◆ **PROBLEM STATEMENT**:
Would you please write out each entry that follows, exactly as written?

◆ **EXTRACTED INFORMATION**:
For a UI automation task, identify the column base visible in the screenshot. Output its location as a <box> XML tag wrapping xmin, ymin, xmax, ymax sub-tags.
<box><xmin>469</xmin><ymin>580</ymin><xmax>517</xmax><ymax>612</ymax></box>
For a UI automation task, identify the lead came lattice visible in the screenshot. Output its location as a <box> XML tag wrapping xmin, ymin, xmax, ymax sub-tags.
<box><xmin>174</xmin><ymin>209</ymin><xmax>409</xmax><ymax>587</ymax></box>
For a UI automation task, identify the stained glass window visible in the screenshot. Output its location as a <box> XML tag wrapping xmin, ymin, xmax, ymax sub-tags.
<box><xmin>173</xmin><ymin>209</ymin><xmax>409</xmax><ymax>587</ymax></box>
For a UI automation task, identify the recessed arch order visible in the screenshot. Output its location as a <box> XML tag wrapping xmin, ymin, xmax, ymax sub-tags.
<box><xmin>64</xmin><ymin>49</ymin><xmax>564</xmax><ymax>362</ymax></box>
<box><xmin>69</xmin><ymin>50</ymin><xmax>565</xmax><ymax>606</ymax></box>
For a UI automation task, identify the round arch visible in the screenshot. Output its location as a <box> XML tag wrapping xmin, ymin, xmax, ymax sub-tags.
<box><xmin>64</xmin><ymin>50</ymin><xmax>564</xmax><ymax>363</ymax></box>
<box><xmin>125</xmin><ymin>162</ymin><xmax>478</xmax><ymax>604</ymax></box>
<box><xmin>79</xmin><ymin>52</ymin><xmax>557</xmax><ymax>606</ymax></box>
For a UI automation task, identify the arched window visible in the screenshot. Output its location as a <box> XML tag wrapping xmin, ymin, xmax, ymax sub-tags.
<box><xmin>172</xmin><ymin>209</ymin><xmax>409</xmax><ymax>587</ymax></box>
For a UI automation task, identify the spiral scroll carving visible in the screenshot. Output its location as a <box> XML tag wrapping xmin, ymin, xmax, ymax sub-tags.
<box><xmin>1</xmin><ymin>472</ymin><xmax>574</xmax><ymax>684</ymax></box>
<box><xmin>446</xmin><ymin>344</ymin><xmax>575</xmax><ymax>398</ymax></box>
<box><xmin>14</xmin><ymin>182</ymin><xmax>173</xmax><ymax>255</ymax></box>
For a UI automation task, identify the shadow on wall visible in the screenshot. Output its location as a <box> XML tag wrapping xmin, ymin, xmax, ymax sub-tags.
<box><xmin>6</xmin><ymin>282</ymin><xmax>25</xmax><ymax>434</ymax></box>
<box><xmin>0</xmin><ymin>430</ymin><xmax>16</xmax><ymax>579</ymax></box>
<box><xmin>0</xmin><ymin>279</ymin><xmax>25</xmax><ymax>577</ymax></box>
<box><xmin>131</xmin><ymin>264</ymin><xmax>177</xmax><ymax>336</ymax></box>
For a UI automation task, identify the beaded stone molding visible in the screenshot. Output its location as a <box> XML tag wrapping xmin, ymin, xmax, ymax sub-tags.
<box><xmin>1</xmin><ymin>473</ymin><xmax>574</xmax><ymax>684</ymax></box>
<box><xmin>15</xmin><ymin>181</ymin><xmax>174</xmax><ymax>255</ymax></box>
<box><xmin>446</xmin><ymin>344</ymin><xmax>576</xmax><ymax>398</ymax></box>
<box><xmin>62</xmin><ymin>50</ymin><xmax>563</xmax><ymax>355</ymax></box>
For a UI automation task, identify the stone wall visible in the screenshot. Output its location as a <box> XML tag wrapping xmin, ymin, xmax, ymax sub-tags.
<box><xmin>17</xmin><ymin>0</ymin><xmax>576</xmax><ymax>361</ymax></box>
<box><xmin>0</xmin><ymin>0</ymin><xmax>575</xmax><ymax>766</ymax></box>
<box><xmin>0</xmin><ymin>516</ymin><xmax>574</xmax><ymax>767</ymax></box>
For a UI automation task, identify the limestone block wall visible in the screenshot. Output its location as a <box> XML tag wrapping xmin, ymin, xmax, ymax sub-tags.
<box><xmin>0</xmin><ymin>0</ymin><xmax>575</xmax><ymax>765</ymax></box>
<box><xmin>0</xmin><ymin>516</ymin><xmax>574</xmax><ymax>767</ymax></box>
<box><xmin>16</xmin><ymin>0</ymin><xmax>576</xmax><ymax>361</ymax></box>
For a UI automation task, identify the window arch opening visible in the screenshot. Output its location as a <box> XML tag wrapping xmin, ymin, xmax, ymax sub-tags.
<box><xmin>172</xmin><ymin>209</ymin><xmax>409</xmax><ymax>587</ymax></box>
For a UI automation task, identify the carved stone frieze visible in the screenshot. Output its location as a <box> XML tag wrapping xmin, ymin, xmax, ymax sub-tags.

◆ **WRITTEN REPLY**:
For a UI automation task, identify the column base visible in the screenshot. Output its location as a <box> XML tag wrapping xmin, ymin, xmax, ymax sub-tags.
<box><xmin>469</xmin><ymin>580</ymin><xmax>517</xmax><ymax>612</ymax></box>
For a UI automation task, identify the lead came lattice visible in the screenshot. Output its location as a <box> XML tag wrapping xmin, ymin, xmax, ymax sub-tags.
<box><xmin>174</xmin><ymin>209</ymin><xmax>409</xmax><ymax>587</ymax></box>
For a UI automation task, identify the stained glass window visible in the screenshot. Output its location as a <box> XML tag wrapping xmin, ymin, xmax, ymax sub-tags.
<box><xmin>173</xmin><ymin>209</ymin><xmax>409</xmax><ymax>587</ymax></box>
For a UI automation task, identify the recessed arch order visible in the screenshot. Output its location as a <box> XML tag wrapping xmin, ymin, xmax, ymax sub-tags.
<box><xmin>64</xmin><ymin>49</ymin><xmax>564</xmax><ymax>362</ymax></box>
<box><xmin>69</xmin><ymin>50</ymin><xmax>565</xmax><ymax>606</ymax></box>
For a UI automation task, identify the round arch visible in the screenshot. Output its location as a <box> XML tag wrapping xmin, ymin, xmax, ymax sub-tags.
<box><xmin>64</xmin><ymin>50</ymin><xmax>564</xmax><ymax>363</ymax></box>
<box><xmin>125</xmin><ymin>162</ymin><xmax>478</xmax><ymax>604</ymax></box>
<box><xmin>79</xmin><ymin>52</ymin><xmax>557</xmax><ymax>606</ymax></box>
For a UI automation task, identify the arched window visible in the screenshot. Output its location as a <box> XML tag wrapping xmin, ymin, xmax, ymax sub-tags.
<box><xmin>172</xmin><ymin>209</ymin><xmax>409</xmax><ymax>587</ymax></box>
For a UI automation task, identify the spiral scroll carving visible in the screenshot. Output its location as a <box> XML tag wrapping xmin, ymin, xmax, ymax sub-tags.
<box><xmin>1</xmin><ymin>472</ymin><xmax>574</xmax><ymax>684</ymax></box>
<box><xmin>446</xmin><ymin>344</ymin><xmax>575</xmax><ymax>398</ymax></box>
<box><xmin>14</xmin><ymin>182</ymin><xmax>173</xmax><ymax>255</ymax></box>
For a UI automation task, identify the shadow on wall visible in the screenshot. Output its location as a <box> XML tag wrapping xmin, ymin, xmax, ymax sub-tags.
<box><xmin>6</xmin><ymin>282</ymin><xmax>25</xmax><ymax>434</ymax></box>
<box><xmin>0</xmin><ymin>430</ymin><xmax>16</xmax><ymax>579</ymax></box>
<box><xmin>0</xmin><ymin>279</ymin><xmax>25</xmax><ymax>577</ymax></box>
<box><xmin>131</xmin><ymin>264</ymin><xmax>177</xmax><ymax>336</ymax></box>
For a UI automation task, identify the beaded stone molding visible in the screenshot. Output its location as a <box> XML tag wrapping xmin, ymin, xmax, ymax sub-tags.
<box><xmin>1</xmin><ymin>473</ymin><xmax>574</xmax><ymax>684</ymax></box>
<box><xmin>15</xmin><ymin>181</ymin><xmax>174</xmax><ymax>255</ymax></box>
<box><xmin>446</xmin><ymin>344</ymin><xmax>576</xmax><ymax>398</ymax></box>
<box><xmin>62</xmin><ymin>50</ymin><xmax>563</xmax><ymax>355</ymax></box>
For a UI automation task, identify the stone wall visible in the screenshot. Output its location as a <box> XML tag wrapping xmin, ymin, xmax, ymax sub-tags.
<box><xmin>17</xmin><ymin>0</ymin><xmax>576</xmax><ymax>361</ymax></box>
<box><xmin>0</xmin><ymin>0</ymin><xmax>575</xmax><ymax>766</ymax></box>
<box><xmin>0</xmin><ymin>516</ymin><xmax>574</xmax><ymax>767</ymax></box>
For a UI automation task, identify the limestone block wall visible in the screenshot. Output its location as a <box> XML tag wrapping xmin, ymin, xmax, ymax sub-tags.
<box><xmin>0</xmin><ymin>0</ymin><xmax>575</xmax><ymax>765</ymax></box>
<box><xmin>0</xmin><ymin>516</ymin><xmax>574</xmax><ymax>767</ymax></box>
<box><xmin>16</xmin><ymin>0</ymin><xmax>576</xmax><ymax>361</ymax></box>
For a UI automation task, identify the window arch opening visible in the screenshot. Output its location as a <box> XML tag wrapping xmin, ymin, xmax, ymax sub-tags.
<box><xmin>172</xmin><ymin>209</ymin><xmax>409</xmax><ymax>587</ymax></box>
For a UI automation task, identify the carved stone frieze visible in the screenshot. Output its location as a <box> XML tag wrapping xmin, ymin, xmax, ymax sub-tags.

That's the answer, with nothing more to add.